## PARTS OF THE EXERCISE
[A] In the recipe, rewrite the passage from "BASE: 1-1/2 cups" up to and including "about 15 mins.", replacing "brown sugar" with "granulated sugar".
[B] According to the recipe, to what temperature should the oven be preheated?

## TEXT UNDER STUDY
BASE: 1-1/2 cups all-purpose flour
1/2 cup brown sugar
1/4 tsp salt
1/2 cup unsalted butter, at room temperature
TOPPING: 1/2 cup cocoa
2 tbsp all-purpose flour
1 tsp baking powder
1/2 tsp salt
1/4 cup unsalted butter, at room temperature
1 tsp vanilla
2 cups brown sugar
2 cups toasted hazelnuts, coarsely chopped
2 cups shredded sweetened coconut
Preheat oven to 350 degrees. Grease a 9x13 inch rectangular baking pan. Stir 1-1/2 flour, with 1/2 cup brown sugar, and 1/4 tsp salt. Stir in 1/2 cup butter until crumbly. Press mixture in bottom of prepared pan. Bake in centre of preheated oven until golden, about 15 mins.

## GIVEN MATERIAL
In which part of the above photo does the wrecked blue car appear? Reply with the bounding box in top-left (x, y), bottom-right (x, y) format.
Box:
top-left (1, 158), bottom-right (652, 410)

## RESULTS IN ORDER
[A]
BASE: 1-1/2 cups all-purpose flour
1/2 cup granulated sugar
1/4 tsp salt
1/2 cup unsalted butter, at room temperature
TOPPING: 1/2 cup cocoa
2 tbsp all-purpose flour
1 tsp baking powder
1/2 tsp salt
1/4 cup unsalted butter, at room temperature
1 tsp vanilla
2 cups granulated sugar
2 cups toasted hazelnuts, coarsely chopped
2 cups shredded sweetened coconut
Preheat oven to 350 degrees. Grease a 9x13 inch rectangular baking pan. Stir 1-1/2 flour, with 1/2 cup granulated sugar, and 1/4 tsp salt. Stir in 1/2 cup butter until crumbly. Press mixture in bottom of prepared pan. Bake in centre of preheated oven until golden, about 15 mins.

[B] 350 degrees